TEXTE DE LA PAGE
★ ★ ★ ★ ★

17 juillet 2024

La Constituante : mirage ou espoir de la gauche écolo ?

Face au blocage institutionnel dont on ne sait s’il est appelé à durer, des appels en faveur d’une VIe République ressurgissent au sein de la gauche. Entre espoir d’un système plus parlementariste et désir de renverser la table du système représentatif traditionnel, la perspective d’une Constituante ne peut être pensée sans considérer le rapport de force politique actuel.


La « clarification » voulue par Macron, qui l’espérait à son profit, n’a pas eu lieu. Du moins pas sur le plan électoral, la division en trois blocs rendant, au moins temporairement, le pays ingouvernable. Nous assistons pour l’heure à la paralysie du système présidentialiste français issu de la Ve République, et plus largement sur la logique du winner takes all, un type d’architecture électorale pensée pour offrir des majorités franches là où elles n’existent pas toujours et éviter ainsi tant les négociations et les coalitions propres aux systèmes parlementaristes que les situations de crises de gouvernementalité dont la IVe avait fait le triste exemple.

En résumé : l’émergence de trois blocs politiques plus ou moins équilibrés – bloc de gauche, bloc bourgeois et bloc réactionnaire – a mis en échec la Ve. Il n’est pas illogique d’entendre, en conséquence, monter les appels à une clarification non pas politique mais institutionnelle, cette fois. Comme le résume la constitutionnaliste Charlotte Girard, coordinatrice du programme de la France insoumise (FI) en 2017 : « On est peut-être à l’aube d’une révision constitutionnelle majeure ». 

Une intuition qui semble confirmée par la multiplication des appels en ce sens, de la gauche libérale incarnée par Raphaël Glucksmann, qui rêve d’un parlementarisme à l’allemande, jusqu’à la gauche un peu moins réformiste qui entend sortir de la cave les ambitions d’une démocratie participative, à l’instar de Clément Viktorovitch, qui a consacré une vidéo au sujet. Une intuition également confirmée par un sondage récent commandé par Politis, qui a consacré un dossier au sujet : 63% des Française et Français seraient favorables à une nouvelle constitution. 

Une aubaine pour l’écologie ?

L’écologie pourrait-elle sortir grandie d’une rupture institutionnelle ? Dans les demandes de VIe République ou de révision constitutionnelle majeure qui émergent de la gauche, certaines marquent clairement leur désir pour un régime parlementariste, comme de nombreux autres pays européens peuvent connaître. Construire une nouvelle « culture du compromis » à travers des coalitions politiques ad hoc, sur chaque loi, permettrait de faire avancer des dossiers écolos (entre autres) et répondre à l’urgence tout en évitant la « brutalisation » qui empêcherait la discussion sur des termes pacifiés.

★ ★ ★ ★ ★

Entrées d'annotation de cadres englobants:
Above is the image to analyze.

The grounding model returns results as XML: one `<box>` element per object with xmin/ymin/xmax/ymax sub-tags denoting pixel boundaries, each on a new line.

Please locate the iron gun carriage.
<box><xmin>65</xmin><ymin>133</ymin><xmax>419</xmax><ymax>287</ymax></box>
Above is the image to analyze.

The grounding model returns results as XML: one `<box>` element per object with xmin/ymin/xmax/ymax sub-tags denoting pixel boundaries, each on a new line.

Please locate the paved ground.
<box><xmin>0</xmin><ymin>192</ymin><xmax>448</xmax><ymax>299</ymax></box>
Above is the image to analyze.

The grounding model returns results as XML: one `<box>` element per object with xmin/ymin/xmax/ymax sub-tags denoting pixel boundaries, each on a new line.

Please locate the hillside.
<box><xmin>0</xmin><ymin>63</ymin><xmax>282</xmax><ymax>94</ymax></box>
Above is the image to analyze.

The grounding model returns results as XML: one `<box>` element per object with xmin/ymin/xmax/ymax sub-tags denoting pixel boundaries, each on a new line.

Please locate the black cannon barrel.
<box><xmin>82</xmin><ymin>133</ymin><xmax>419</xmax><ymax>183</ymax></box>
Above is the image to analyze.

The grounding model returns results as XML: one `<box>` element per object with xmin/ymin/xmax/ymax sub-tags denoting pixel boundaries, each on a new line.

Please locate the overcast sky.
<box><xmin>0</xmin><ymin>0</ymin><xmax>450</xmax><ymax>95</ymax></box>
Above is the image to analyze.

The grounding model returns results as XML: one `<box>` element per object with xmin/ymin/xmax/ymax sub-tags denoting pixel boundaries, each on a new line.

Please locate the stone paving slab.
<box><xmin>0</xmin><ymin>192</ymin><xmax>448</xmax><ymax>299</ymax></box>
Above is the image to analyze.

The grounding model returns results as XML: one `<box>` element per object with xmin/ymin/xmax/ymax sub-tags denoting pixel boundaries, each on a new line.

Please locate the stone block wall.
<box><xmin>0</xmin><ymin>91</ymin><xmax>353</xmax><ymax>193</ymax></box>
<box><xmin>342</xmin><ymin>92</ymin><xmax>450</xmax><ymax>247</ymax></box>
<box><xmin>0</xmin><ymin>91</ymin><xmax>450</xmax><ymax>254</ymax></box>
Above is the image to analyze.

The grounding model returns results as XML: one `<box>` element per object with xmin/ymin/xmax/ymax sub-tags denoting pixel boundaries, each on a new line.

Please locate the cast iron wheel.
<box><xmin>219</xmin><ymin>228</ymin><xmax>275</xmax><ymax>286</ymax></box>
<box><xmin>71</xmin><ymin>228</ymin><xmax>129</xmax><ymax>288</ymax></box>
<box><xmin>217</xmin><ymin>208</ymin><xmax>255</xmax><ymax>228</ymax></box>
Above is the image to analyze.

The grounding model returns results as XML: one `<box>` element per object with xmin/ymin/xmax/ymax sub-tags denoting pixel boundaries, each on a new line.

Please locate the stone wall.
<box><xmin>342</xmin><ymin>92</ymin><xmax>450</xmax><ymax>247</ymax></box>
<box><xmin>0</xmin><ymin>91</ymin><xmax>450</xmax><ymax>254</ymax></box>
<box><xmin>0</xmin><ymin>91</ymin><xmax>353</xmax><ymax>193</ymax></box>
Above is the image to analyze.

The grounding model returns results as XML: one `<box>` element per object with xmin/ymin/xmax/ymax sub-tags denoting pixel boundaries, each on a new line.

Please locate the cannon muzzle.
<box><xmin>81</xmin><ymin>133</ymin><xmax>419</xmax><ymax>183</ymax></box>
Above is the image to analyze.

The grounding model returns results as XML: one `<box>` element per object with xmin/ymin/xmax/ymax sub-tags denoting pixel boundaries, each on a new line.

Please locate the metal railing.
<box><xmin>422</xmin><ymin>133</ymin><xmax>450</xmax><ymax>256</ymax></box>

★ ★ ★ ★ ★

CONSIGNES
(1) Selon l'article sur la Constituante, quels sont les trois blocs politiques dont l'émergence a mis en échec la Ve République ?
(2) Sélectionnez chaque ligne des enregistrements contenant le mot « Please ».

ENSEMBLE DES RÉPONSES
(1) Le bloc de gauche, le bloc bourgeois et le bloc réactionnaire.

(2)
Please locate the iron gun carriage.
Please locate the paved ground.
Please locate the hillside.
Please locate the black cannon barrel.
Please locate the overcast sky.
Please locate the stone paving slab.
Please locate the stone block wall.
Please locate the cast iron wheel.
Please locate the stone wall.
Please locate the cannon muzzle.
Please locate the metal railing.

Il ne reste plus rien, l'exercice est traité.